• **What to work on**:
Find every line in the stored data below that contains the word "distant" and copy each such line. Matching is case-sensitive.

── Material for this task ──

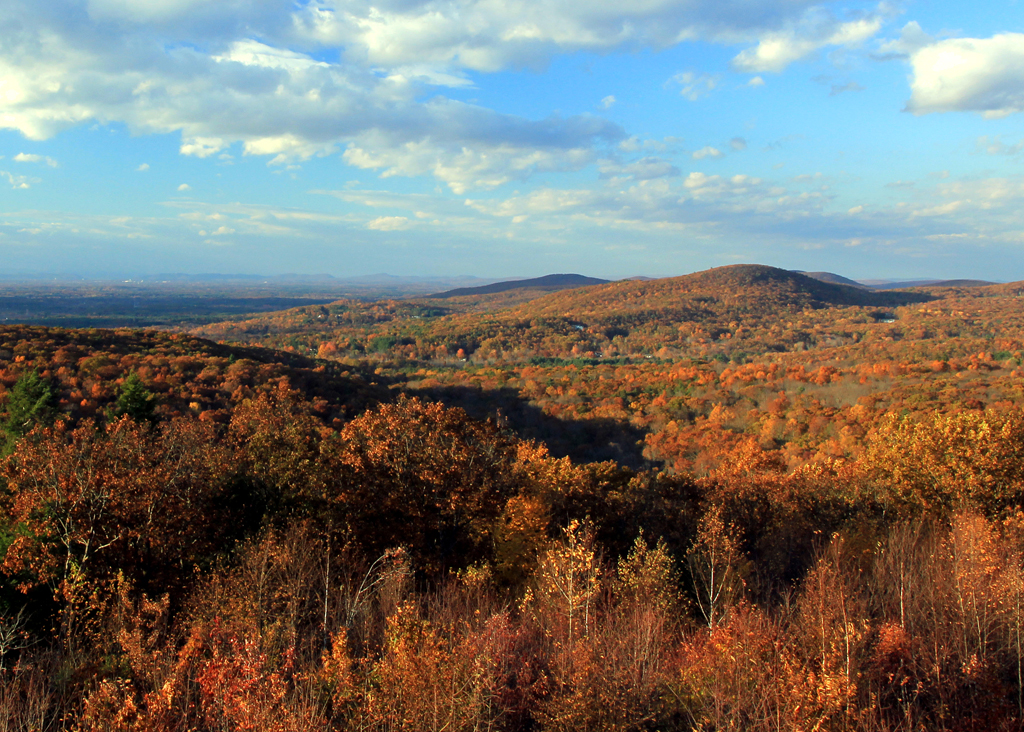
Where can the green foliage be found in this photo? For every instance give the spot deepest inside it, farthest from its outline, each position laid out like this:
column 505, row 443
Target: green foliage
column 134, row 400
column 30, row 402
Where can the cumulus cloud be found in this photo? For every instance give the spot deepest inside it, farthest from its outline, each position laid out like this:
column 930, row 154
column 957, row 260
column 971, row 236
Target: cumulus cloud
column 31, row 158
column 193, row 70
column 643, row 169
column 695, row 86
column 483, row 35
column 252, row 73
column 388, row 223
column 16, row 181
column 707, row 152
column 911, row 39
column 817, row 29
column 849, row 86
column 995, row 145
column 984, row 75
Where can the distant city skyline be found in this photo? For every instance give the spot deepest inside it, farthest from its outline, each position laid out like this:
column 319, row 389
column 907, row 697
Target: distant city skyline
column 511, row 139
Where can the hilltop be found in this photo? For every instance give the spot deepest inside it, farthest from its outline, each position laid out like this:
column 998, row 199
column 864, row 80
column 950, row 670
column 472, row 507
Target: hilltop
column 547, row 283
column 752, row 289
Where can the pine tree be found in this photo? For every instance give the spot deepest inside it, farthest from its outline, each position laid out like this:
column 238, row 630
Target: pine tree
column 30, row 402
column 134, row 400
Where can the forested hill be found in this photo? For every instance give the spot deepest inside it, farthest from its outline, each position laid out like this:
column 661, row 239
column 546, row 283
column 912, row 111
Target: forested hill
column 549, row 282
column 752, row 289
column 707, row 503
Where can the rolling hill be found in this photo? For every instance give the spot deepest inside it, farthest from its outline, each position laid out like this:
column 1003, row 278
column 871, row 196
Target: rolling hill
column 549, row 282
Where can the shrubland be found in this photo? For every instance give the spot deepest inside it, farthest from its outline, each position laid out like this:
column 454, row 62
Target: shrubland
column 825, row 535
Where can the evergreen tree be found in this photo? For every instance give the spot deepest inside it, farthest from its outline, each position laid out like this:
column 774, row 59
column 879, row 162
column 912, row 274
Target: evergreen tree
column 134, row 400
column 30, row 402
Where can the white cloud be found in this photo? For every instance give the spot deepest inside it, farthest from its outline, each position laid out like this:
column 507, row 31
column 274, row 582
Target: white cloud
column 388, row 223
column 707, row 152
column 16, row 181
column 849, row 86
column 984, row 75
column 31, row 158
column 643, row 169
column 471, row 147
column 777, row 49
column 911, row 39
column 695, row 86
column 485, row 35
column 253, row 73
column 995, row 145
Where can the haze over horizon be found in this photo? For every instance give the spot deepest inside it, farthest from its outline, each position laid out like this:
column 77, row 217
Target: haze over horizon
column 511, row 139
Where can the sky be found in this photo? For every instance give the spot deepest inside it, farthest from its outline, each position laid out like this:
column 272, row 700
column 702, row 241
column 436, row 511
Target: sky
column 511, row 137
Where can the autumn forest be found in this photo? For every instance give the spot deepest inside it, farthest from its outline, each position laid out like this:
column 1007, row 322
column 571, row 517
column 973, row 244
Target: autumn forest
column 744, row 499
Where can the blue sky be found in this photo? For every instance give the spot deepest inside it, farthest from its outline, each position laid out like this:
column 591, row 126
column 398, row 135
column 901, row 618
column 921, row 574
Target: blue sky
column 511, row 138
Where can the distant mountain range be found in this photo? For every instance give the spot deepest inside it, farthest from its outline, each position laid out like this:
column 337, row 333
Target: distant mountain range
column 893, row 284
column 550, row 283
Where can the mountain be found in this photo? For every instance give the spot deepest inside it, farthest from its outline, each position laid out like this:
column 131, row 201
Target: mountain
column 905, row 284
column 739, row 288
column 549, row 282
column 832, row 277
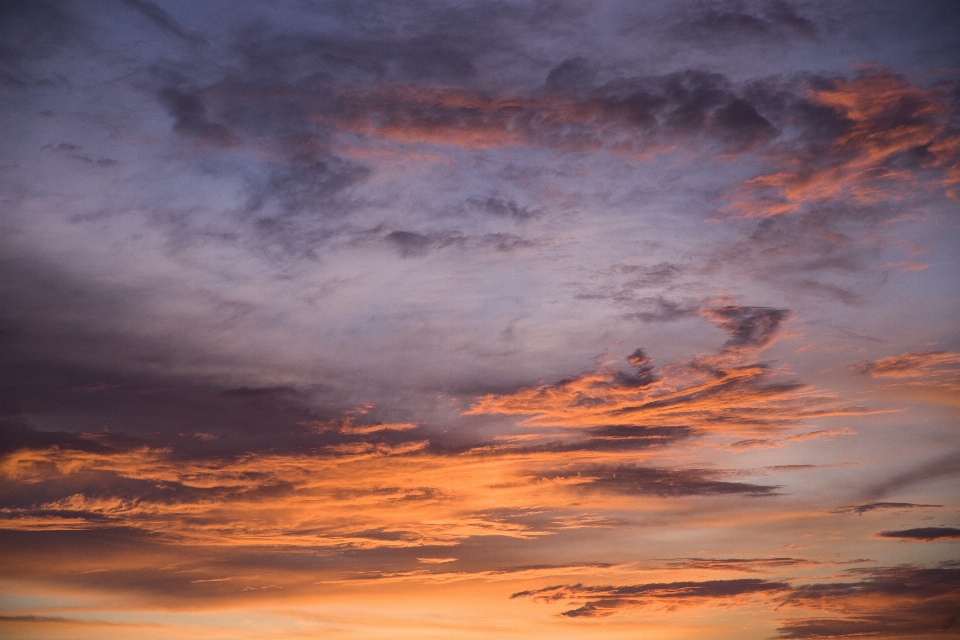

───

• **Solution to the problem**:
Where can the distant city skyline be found in this photo? For every instance give the spot deepest inside it, farthest from its outline, each position laid out like this:
Target: distant city skyline
Where can the distant mountain range be found in this photo? For every instance give the spot deepest inside it, farthest from its outline, each position laid out like this:
Target: distant mountain range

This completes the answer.